Lesetext:
EU will bis 2050 klimaneutral sein

 

erstellt am
19. 06. 19
13:00 MEZ

Pläne der EU-Kommission zur drastischen Senkung der Treibhausgasemissionen Thema im EU-Ausschuss
Brüssel/Wien (pk) - Der Klimawandel stellt die Politik vor große Herausforderungen. Im EU-Ausschuss des Bundesrats verdeutlichten am 18. Juni alle Fraktionen, Maßnahmen gegen die globale Erwärmung und ihre destabilisierenden Folgen setzen zu wollen. Unterschiede gibt es allerdings im angestrebten Ausmaß der Klimaschutzmaßnahmen auf europäischer und nationaler Ebene. Während die SPÖ auf die unverzügliche Umsetzung der EU-Klimaschutzziele pocht, raten ÖVP und FPÖ Europa, gemeinsam mit den größten CO2-Emittenten USA und China auf eine klimaneutrale Wirtschaft hinzuarbeiten. In ihrem Strategiepapier zur Klima- und Energiepolitik skizziert die Europäische Kommission in acht Szenarien ihre Vision einer Wirtschaft, die ohne die nachweislich klimaschädigenden Treibhausgasemissionen auskommt. Aufgegriffen wird unter anderem die Neugestaltung der Energieversorgung, die unionsrechtlich derzeit nationale Kompetenz ist.

Gemäß EU-Vorgaben muss Österreich bis zum 1. Jänner 2020 eine nationale Langfriststrategie zur drastischen Senkung von Treibhausgasemissionen bis 2050 an die Europäische Kommission übermitteln. Laut Nachhaltigkeitsministerium haben die Arbeiten dazu bereits begonnen, eine öffentliche Konsultation sei geplant. Zur Erreichung der Treibhausgasneutralität in Europa bis zur Mitte des Jahrhunderts bedürfe es nicht nur einer Transformation des gesamten Energie-, Mobilitäts- und Wirtschaftssystems, sondern auch eines gesellschaftlichen Wandels, ist das Ministerium mit dem Bundeskanzleramt einer Meinung. Wirtschaftskammer (WKÖ) und Landwirtschaftskammer (LWK) bekannten sich in der Ausschussdebatte zwar ebenfalls zum Klimaschutz, gaben aber zu bedenken, die EU dürfe sich mit ihrer Klimastrategie nicht selbst schaden. So warnte der WKÖ-Vertreter, Firmen könnten aufgrund zu restriktiver Auflagen in Europa abwandern. Gegen überschießende Produktionseinschränkungen sprach sich der LWK-Experte angesichts des wachsenden Lebensmittelbedarfs weltweit aus.

Liste der Datensätze:
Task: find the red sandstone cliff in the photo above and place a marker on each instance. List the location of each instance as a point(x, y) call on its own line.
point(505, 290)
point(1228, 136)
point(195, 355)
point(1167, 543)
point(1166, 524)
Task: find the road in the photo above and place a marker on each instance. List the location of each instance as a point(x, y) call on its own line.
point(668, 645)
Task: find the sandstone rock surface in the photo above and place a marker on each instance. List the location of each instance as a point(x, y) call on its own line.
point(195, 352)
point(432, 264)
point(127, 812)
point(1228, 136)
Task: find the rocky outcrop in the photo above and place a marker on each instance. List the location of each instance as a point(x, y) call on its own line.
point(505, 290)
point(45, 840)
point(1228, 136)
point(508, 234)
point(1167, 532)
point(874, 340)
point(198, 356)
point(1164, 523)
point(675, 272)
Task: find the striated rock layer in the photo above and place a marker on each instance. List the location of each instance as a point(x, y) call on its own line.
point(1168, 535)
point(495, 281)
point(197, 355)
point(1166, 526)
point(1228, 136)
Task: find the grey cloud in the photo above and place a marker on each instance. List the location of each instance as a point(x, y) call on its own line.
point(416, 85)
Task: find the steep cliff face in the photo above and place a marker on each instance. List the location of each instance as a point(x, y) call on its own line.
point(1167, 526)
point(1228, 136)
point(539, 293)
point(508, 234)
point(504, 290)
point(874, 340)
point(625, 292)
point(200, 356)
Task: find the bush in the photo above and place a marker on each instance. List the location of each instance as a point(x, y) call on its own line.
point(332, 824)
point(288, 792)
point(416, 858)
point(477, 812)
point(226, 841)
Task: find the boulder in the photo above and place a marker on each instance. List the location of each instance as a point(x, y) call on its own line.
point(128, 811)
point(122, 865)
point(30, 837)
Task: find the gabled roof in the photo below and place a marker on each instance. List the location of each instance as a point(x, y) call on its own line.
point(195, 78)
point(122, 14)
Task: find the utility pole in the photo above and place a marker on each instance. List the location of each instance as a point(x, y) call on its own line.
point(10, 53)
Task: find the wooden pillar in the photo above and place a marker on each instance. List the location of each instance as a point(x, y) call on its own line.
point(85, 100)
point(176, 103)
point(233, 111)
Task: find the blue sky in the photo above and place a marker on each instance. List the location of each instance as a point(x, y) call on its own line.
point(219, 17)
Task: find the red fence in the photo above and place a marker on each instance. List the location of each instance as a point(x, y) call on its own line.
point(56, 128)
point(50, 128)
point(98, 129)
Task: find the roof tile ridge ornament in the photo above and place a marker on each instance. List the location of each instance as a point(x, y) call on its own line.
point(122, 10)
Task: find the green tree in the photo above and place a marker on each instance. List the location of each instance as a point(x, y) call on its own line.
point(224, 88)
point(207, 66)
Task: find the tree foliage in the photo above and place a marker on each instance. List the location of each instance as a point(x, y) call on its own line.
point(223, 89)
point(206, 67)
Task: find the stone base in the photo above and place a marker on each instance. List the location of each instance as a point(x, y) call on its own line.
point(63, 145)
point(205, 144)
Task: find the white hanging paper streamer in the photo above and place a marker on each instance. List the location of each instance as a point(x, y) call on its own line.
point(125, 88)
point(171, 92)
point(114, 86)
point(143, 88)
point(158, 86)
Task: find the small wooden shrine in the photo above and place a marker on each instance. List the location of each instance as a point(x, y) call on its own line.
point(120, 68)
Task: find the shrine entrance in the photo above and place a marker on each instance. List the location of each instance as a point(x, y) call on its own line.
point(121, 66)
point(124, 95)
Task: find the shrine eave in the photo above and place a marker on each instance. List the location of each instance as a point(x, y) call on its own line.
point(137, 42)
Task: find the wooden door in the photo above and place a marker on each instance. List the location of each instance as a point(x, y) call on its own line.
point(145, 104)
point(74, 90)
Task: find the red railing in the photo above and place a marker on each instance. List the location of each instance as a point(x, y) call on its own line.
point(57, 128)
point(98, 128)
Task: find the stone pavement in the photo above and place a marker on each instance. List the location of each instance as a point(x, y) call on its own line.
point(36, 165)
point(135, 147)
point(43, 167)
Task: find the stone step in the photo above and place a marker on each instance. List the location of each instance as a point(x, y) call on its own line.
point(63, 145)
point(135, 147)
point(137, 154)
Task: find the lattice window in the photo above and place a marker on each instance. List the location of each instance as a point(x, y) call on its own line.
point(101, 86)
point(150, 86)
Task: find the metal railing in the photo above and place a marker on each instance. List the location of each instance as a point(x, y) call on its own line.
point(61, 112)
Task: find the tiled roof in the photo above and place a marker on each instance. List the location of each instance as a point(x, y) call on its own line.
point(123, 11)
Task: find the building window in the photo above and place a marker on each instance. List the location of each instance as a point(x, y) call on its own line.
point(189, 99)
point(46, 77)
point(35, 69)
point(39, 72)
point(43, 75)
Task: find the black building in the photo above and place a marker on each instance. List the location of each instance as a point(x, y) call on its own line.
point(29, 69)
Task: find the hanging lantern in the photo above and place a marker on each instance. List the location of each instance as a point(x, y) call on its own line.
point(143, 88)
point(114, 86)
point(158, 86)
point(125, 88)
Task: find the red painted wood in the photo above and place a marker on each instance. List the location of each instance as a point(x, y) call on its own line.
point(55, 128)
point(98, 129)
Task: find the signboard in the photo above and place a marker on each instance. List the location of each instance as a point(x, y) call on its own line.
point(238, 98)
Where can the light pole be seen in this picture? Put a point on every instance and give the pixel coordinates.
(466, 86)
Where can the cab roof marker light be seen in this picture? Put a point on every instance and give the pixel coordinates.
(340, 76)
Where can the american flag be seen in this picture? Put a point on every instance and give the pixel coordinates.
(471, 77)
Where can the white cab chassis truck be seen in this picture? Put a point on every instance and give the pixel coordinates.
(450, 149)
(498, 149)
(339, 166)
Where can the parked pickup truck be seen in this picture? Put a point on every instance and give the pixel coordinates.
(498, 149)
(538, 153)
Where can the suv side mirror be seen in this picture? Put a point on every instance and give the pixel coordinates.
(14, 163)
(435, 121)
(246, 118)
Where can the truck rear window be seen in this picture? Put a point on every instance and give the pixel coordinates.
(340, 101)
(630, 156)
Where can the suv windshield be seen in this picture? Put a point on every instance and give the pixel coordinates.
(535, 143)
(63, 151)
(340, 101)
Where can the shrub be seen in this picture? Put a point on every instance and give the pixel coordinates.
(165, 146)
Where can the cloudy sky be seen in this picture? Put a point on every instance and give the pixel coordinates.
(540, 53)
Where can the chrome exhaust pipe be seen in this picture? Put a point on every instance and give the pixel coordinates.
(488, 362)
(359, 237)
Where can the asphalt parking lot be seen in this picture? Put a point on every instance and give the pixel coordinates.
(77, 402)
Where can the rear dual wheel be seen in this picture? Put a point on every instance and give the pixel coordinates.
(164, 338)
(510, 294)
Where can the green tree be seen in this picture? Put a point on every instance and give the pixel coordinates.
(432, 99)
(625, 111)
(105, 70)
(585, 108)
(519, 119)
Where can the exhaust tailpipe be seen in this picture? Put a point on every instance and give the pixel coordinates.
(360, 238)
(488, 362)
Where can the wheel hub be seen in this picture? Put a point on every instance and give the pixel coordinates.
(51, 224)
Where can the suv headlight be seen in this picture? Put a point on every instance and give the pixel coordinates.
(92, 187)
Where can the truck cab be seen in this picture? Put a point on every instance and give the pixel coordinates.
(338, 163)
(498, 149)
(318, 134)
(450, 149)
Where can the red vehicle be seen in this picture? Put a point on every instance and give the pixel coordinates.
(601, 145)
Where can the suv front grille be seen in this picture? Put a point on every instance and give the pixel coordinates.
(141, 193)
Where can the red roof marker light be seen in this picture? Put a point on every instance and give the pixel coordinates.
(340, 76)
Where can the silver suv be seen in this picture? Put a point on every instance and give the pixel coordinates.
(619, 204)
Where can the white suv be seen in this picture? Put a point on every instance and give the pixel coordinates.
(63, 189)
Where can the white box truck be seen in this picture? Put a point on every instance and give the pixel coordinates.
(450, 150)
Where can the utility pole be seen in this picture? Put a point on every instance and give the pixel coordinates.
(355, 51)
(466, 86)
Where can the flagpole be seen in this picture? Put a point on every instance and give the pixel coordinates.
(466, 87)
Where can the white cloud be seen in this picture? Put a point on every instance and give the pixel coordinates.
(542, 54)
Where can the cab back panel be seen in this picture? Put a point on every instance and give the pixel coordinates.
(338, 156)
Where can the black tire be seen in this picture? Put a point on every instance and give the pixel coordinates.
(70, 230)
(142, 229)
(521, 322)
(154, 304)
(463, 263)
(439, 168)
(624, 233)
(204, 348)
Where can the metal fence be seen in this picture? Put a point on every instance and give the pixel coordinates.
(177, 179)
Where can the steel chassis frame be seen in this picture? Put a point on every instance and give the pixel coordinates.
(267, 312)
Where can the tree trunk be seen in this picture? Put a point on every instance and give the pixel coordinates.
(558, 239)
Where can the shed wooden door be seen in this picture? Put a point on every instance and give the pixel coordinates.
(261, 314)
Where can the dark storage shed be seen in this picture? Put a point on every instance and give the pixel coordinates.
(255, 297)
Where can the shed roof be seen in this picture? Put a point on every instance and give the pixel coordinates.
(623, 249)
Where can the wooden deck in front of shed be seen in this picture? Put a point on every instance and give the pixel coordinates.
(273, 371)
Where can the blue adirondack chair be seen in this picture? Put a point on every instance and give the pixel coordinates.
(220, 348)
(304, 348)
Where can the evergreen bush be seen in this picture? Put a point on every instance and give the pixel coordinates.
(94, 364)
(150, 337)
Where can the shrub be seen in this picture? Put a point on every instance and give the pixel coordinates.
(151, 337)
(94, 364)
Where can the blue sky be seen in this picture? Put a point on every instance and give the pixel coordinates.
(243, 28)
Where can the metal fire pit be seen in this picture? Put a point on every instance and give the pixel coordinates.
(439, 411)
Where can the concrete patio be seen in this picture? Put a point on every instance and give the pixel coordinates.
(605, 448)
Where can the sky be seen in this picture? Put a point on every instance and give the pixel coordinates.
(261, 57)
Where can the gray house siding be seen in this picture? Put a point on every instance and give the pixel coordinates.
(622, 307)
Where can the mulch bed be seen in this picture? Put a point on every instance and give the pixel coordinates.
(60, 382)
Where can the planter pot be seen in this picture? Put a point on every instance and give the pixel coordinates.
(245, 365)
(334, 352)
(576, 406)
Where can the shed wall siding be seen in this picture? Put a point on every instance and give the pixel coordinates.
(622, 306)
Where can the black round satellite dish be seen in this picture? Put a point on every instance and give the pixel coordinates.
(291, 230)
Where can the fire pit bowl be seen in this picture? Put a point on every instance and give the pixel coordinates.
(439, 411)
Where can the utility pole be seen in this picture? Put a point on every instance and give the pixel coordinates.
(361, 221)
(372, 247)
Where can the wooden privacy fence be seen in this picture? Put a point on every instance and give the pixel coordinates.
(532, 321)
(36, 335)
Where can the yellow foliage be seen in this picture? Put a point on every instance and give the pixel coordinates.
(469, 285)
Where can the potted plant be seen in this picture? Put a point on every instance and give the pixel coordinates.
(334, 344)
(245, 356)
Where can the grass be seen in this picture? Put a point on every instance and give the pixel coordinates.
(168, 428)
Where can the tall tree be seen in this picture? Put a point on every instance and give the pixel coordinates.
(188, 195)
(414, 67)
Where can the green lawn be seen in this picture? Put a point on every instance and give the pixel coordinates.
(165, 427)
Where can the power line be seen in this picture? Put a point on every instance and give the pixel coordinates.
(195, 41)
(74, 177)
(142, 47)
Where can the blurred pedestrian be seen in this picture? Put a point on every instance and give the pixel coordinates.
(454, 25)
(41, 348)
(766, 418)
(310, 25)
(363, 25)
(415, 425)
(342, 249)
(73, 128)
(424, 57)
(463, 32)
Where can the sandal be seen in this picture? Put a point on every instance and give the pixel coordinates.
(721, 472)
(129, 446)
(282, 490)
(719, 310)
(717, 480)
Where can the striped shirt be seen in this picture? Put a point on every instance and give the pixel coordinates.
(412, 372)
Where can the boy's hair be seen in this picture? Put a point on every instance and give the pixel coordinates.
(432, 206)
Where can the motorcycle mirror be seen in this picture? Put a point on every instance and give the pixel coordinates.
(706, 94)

Aufgabenstellung: Setzen Sie den Text über die Klimastrategie der EU im Anschluss an seinen letzten Satz mit einigen weiteren Sätzen fort.

Lösung zur Aufgabe:
EU-Kommission strebt sozial gerechte Dekarbonisierung an
"Ein sauberer Planet für alle", so betitelt die Europäische Kommission ihr Strategiepapier zur Klima- und Energiepolitik der Union. In der Mitteilung dazu heißt es, bis zum Jahr 2050 sei kostenwirksam ein sozial gerechter Übergang zu null Netto-Treibhausgasemissionen zu erreichen. Beispielsweise seien regionale Verlierer der Energiewende durch Ausgleichsmechanismen zu unterstützen, erklärte der Experte des Nachhaltigkeitsministeriums auf Nachfrage von Monika Mühlwerth (FPÖ/W). Gemäß dem 2015 in Paris verabschiedeten UN-Klimaschutzabkommen ist der weltweite Temperaturanstieg deutlich unter 2°C zu halten und möglichst auf 1, 5 °C zu begrenzen. Die EU müsse bis Mitte des Jahrhunderts Klimaneutralität erreichen, wenn sie für die Welt wegweisend sein will, hält die Kommission fest.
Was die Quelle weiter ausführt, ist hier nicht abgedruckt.